Supplied data:
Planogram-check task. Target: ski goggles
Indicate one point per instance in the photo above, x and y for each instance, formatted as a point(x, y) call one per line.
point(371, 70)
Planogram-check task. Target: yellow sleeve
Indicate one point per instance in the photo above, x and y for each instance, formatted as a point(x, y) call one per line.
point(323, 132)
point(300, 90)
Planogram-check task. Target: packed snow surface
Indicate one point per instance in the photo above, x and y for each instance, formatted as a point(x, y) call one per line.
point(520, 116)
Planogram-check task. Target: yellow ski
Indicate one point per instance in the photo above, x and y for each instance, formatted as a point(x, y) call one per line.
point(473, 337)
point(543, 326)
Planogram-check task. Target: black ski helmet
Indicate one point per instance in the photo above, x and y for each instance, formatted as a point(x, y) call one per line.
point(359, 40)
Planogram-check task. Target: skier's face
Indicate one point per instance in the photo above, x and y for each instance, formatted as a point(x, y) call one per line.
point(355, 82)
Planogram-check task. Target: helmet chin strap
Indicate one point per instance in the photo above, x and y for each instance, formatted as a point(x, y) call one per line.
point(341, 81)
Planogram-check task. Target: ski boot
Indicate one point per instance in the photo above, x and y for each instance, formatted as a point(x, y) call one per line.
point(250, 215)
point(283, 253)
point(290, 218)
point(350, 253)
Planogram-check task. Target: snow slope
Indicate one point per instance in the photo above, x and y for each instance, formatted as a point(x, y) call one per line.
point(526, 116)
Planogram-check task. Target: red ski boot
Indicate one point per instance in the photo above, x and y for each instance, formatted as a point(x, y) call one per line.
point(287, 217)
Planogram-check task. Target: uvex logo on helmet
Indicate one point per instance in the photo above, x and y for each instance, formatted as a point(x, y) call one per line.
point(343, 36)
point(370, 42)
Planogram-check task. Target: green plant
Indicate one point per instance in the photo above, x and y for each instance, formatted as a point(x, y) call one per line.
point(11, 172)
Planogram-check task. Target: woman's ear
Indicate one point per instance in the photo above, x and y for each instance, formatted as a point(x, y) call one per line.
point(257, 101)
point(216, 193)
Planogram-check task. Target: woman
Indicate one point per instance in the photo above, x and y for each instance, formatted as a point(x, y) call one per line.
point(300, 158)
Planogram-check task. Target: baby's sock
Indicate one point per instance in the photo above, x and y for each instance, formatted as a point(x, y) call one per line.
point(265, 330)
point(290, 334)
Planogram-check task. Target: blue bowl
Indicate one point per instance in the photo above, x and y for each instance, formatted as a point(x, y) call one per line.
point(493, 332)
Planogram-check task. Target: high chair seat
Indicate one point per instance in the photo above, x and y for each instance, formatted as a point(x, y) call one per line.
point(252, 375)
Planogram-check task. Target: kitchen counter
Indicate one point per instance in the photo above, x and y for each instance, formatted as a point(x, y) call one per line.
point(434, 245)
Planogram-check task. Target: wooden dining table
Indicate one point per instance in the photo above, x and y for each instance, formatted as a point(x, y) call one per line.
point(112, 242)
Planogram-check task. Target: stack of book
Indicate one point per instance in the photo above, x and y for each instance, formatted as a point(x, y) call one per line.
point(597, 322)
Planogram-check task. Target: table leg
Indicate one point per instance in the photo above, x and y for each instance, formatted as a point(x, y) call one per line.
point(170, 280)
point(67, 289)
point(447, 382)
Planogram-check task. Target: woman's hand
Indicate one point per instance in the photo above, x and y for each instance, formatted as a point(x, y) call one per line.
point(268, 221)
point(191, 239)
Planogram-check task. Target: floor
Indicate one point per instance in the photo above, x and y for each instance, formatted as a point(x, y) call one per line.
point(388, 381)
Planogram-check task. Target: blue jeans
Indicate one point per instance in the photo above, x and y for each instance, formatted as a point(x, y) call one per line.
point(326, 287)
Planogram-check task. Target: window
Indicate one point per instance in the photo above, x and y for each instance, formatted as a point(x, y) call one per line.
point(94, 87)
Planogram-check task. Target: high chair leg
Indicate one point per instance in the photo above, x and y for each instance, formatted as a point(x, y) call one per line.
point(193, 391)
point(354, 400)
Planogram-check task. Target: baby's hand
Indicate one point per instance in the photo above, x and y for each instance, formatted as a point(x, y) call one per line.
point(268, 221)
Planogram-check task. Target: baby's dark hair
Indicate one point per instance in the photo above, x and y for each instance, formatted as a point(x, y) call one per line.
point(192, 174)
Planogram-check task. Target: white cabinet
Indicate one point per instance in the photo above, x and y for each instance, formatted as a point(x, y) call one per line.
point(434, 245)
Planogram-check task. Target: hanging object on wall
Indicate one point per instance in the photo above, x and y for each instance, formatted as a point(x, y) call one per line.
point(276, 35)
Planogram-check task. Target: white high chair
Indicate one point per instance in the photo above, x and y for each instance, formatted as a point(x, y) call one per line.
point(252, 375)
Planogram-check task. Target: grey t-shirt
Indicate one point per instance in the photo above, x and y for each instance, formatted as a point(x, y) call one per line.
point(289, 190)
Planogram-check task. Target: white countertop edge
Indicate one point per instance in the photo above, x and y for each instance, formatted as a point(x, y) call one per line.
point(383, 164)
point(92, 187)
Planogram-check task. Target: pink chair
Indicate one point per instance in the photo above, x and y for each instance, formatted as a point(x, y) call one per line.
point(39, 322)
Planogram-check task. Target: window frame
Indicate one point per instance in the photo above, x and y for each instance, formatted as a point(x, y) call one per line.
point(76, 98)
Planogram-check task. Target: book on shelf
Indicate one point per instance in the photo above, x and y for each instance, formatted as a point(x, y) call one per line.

The task: Write out all of the material above word for word, with no changes or omissions.

Answer to this task:
Planogram-check task. Target: ski goggles
Indicate one point per instance in the photo above, x and y for each instance, formatted as a point(x, y) call one per line.
point(371, 70)
Planogram-check task. Target: yellow sleeve
Indicate one point per instance in the photo above, x and y for each instance, formatted as a point(x, y) call one per line.
point(323, 132)
point(300, 90)
Planogram-check task. Target: packed snow surface
Indicate one point per instance in the photo above, x and y for each instance, formatted as a point(x, y) call one per line.
point(520, 116)
Planogram-check task. Target: yellow ski
Indicate one point per instance in the photo above, x and y for each instance, formatted as a point(x, y) call one per line.
point(473, 337)
point(543, 326)
Planogram-check task. Target: black ski helmet
Indicate one point per instance in the photo above, x and y for each instance, formatted as a point(x, y) call one per line.
point(359, 40)
Planogram-check task. Target: skier's face
Indicate one point per instance in the photo above, x and y for each instance, formatted as a point(x, y) call one per line.
point(355, 82)
Planogram-check task. Target: helmet chin strap
Indicate one point per instance in the photo above, x and y for each instance, formatted as a point(x, y) call one per line.
point(341, 81)
Planogram-check task. Target: ski boot
Indicate one point per instance in the photo above, x and y for each instance, formatted as a point(x, y) call one per line.
point(250, 215)
point(283, 253)
point(290, 218)
point(350, 253)
Planogram-check task. Target: snow slope
Indicate one point per instance in the photo above, x and y for each instance, formatted as a point(x, y) call one per line.
point(526, 116)
Planogram-check task. Target: red ski boot
Indicate one point per instance in the photo above, x and y for each instance, formatted as a point(x, y) call one per line.
point(287, 217)
Planogram-check task. Target: uvex logo on helmet
Indicate one point per instance in the photo above, x and y for each instance, formatted as a point(x, y) call one per line.
point(343, 36)
point(370, 42)
Planogram-check task. Target: green plant
Indicate one point per instance in the photo above, x and y for each instance, formatted as a point(x, y) call one per line.
point(11, 172)
Planogram-check task. Target: woman's ear
Indicate one point per instance in the photo above, x and y for each instance, formatted as a point(x, y) call one per line.
point(257, 101)
point(216, 193)
Planogram-check task. Target: woman
Indicate one point per instance in the photo above, x and y for each instance, formatted as a point(x, y) call one per line.
point(300, 158)
Planogram-check task. Target: baby's sock
Indicate one point per instance in the photo above, x and y for each instance, formatted as a point(x, y) call one per line.
point(265, 330)
point(290, 334)
Planogram-check task. Target: blue bowl
Indicate one point per instance in the photo above, x and y for each instance, formatted as a point(x, y) call one per line.
point(493, 332)
Planogram-check task. Target: high chair seat
Indicate one point per instance in the photo above, x and y for each instance, formatted as a point(x, y) call one per line.
point(252, 375)
Planogram-check task. Target: kitchen counter
Indicate one point per instance in the photo above, x and y for each instance, formatted as a point(x, y) call one per line.
point(434, 245)
Planogram-check task. Target: wooden dining table
Indicate one point per instance in the photo above, x and y for each instance, formatted as a point(x, y) call one per line.
point(112, 242)
Planogram-check task. Target: stack of book
Indicate one point per instance in the photo above, x and y for each instance, formatted as a point(x, y) call one per line.
point(597, 322)
Planogram-check task. Target: table leg
Indicate one point per instance in the photo above, x and y for each instance, formatted as a point(x, y) call one per line.
point(170, 280)
point(67, 289)
point(447, 382)
Planogram-check task. Target: woman's hand
Indicate one point per instance in the photo above, x and y for each instance, formatted as a point(x, y) call one per line.
point(268, 221)
point(191, 239)
Planogram-check task. Target: floor
Indicate one point per instance in the photo above, x and y for each instance, formatted as a point(x, y) call one per line.
point(388, 381)
Planogram-check task. Target: blue jeans
Indicate one point per instance in the photo above, x and y for each instance, formatted as a point(x, y) call one per line.
point(326, 287)
Planogram-check task. Target: window
Indicate one point per instance in the photo above, x and y for each instance, formatted as a point(x, y) call one per line.
point(94, 87)
Planogram-check task. Target: high chair leg
Indicate one point per instance in the photo above, x and y for each instance, formatted as a point(x, y) call one per line.
point(193, 391)
point(354, 400)
Planogram-check task. Target: baby's hand
Indicate one point per instance in the photo above, x and y for each instance, formatted as a point(x, y) call one per line.
point(268, 221)
Planogram-check task. Target: baby's dark hair
Indicate one point per instance in the photo above, x and y for each instance, formatted as a point(x, y) call one per line.
point(192, 174)
Planogram-check task. Target: white cabinet
Indicate one point per instance in the photo above, x and y for each instance, formatted as a point(x, y) call one per line.
point(434, 245)
Planogram-check task. Target: hanging object on wall
Indicate one point per instance in the photo above, x and y for each instance, formatted as a point(x, y) call one per line.
point(276, 35)
Planogram-check task. Target: white high chair
Indicate one point per instance in the photo above, x and y for each instance, formatted as a point(x, y) call one per line.
point(252, 375)
Planogram-check task. Target: grey t-shirt
Indicate one point per instance in the photo above, x and y for each instance, formatted as a point(x, y) call one per line.
point(289, 190)
Planogram-check task. Target: white countertop edge
Indicate one point per instance in the photo above, x and y for each instance, formatted as a point(x, y) call one per line.
point(383, 164)
point(92, 187)
Planogram-check task. Target: pink chair
Indicate one point per instance in the photo above, x and y for each instance, formatted as a point(x, y) call one per line.
point(39, 322)
Planogram-check task. Target: window frame
Indicate one point per instance in the photo above, x and y for each instance, formatted as a point(x, y) call one per line.
point(76, 98)
Planogram-check task. Target: book on shelf
Indicate one point per instance in the photo above, x and y for each instance, formatted as a point(x, y) call one per line.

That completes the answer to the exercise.